> _Directions_: Count the lines in the entries below that contain the string "door", and give only that number.

>> BEGIN Records for the task

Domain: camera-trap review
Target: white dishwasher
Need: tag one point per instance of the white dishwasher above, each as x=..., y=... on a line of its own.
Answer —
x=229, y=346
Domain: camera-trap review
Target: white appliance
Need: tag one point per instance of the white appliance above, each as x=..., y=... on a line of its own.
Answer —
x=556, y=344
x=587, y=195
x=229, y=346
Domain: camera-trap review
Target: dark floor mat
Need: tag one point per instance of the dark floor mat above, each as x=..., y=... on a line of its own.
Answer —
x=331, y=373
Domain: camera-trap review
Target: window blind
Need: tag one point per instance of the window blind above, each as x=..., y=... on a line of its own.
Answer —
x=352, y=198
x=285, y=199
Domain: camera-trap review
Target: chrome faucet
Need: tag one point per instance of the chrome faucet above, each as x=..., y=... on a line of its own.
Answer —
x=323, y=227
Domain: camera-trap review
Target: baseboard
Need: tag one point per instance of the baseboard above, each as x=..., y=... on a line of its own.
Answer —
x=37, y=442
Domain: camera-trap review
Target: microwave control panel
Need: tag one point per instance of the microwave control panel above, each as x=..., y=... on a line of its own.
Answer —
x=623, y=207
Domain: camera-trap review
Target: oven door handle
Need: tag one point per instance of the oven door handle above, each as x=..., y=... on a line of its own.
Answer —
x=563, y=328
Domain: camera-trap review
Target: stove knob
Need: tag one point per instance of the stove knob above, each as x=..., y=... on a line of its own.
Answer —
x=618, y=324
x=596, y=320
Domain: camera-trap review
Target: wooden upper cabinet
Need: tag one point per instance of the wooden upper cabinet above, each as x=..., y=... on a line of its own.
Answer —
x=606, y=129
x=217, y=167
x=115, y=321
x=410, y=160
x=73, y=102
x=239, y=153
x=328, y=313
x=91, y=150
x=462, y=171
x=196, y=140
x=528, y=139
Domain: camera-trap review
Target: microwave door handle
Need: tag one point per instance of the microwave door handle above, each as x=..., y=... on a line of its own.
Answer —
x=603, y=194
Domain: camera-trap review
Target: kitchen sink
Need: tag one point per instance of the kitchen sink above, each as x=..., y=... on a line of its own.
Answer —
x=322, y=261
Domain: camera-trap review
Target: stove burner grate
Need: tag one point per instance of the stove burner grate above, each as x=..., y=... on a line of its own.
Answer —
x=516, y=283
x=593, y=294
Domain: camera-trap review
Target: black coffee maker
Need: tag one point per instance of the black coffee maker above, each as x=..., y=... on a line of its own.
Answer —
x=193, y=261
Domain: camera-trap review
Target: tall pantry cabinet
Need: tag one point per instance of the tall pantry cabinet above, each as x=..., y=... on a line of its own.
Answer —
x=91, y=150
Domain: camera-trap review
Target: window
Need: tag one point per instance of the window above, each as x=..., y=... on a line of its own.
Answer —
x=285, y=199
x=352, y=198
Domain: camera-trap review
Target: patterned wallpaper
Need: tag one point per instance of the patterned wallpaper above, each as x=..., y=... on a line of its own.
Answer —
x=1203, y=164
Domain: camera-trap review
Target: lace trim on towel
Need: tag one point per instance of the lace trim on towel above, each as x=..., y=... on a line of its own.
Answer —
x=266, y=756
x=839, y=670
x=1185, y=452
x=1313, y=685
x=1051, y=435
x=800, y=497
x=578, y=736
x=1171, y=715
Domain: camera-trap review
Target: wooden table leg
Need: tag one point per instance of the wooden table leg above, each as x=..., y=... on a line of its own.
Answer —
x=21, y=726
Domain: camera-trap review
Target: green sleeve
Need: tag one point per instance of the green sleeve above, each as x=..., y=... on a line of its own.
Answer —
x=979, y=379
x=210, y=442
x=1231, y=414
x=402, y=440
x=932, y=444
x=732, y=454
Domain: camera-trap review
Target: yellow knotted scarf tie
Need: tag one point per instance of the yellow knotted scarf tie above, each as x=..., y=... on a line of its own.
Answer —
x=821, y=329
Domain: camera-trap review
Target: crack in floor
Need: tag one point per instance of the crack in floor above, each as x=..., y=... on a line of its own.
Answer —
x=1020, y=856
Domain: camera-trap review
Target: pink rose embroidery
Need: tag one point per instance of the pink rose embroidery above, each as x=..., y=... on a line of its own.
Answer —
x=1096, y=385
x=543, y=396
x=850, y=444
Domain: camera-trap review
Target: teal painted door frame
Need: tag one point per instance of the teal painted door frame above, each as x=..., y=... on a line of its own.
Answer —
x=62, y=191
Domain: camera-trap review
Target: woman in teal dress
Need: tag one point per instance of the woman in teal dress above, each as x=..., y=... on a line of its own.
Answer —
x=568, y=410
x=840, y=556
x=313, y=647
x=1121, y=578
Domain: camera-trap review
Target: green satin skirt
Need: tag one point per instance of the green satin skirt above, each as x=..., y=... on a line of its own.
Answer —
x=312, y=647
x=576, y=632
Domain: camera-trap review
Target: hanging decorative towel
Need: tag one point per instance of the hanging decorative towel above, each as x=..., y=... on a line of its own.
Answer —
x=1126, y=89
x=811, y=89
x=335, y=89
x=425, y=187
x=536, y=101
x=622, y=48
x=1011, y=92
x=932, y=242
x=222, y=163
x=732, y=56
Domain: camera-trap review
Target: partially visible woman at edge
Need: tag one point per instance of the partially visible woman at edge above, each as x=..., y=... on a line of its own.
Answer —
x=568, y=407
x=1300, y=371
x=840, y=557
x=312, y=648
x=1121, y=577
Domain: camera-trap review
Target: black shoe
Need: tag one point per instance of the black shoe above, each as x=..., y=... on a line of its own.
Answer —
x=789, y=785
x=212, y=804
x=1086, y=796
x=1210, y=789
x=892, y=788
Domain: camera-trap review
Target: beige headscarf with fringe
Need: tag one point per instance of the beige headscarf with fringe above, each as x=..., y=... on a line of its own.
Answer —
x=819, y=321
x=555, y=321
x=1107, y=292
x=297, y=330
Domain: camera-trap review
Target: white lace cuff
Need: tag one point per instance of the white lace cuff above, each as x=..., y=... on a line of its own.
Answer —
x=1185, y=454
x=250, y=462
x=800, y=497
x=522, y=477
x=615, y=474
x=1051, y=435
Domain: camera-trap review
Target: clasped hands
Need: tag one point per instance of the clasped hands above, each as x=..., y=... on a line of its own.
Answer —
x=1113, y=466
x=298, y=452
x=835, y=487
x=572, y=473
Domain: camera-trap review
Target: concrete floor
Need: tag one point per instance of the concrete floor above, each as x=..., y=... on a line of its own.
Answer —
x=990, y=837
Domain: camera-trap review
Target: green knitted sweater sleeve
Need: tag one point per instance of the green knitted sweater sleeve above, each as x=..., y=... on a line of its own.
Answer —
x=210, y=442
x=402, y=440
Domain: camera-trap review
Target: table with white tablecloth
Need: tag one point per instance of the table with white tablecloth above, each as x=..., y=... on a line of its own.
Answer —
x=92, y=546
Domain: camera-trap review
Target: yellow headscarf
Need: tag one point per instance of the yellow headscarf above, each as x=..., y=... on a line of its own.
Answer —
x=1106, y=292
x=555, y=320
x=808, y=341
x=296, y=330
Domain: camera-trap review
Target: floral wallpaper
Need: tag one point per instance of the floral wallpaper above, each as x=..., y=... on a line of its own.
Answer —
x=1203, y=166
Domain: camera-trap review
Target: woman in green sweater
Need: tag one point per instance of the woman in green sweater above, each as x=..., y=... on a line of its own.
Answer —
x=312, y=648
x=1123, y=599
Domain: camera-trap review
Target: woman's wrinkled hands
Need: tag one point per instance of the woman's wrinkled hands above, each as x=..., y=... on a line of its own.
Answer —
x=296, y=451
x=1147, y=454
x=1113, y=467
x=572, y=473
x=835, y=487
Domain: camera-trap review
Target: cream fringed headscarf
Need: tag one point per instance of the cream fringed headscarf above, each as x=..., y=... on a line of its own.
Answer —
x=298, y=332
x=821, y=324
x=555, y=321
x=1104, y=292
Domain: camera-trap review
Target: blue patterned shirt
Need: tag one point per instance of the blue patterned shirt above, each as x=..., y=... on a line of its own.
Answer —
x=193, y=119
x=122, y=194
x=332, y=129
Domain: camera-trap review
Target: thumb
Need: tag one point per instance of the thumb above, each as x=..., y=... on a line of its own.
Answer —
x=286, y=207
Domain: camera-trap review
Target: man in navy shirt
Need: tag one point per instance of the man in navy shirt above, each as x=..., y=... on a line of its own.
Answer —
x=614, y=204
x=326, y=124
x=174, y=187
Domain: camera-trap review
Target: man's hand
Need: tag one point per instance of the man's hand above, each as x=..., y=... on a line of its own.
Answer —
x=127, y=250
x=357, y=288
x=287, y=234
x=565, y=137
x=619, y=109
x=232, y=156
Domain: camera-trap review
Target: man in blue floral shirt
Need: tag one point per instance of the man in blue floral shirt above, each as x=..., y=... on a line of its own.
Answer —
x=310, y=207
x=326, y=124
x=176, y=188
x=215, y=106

>> END Records for the task

> _Solution below_: 6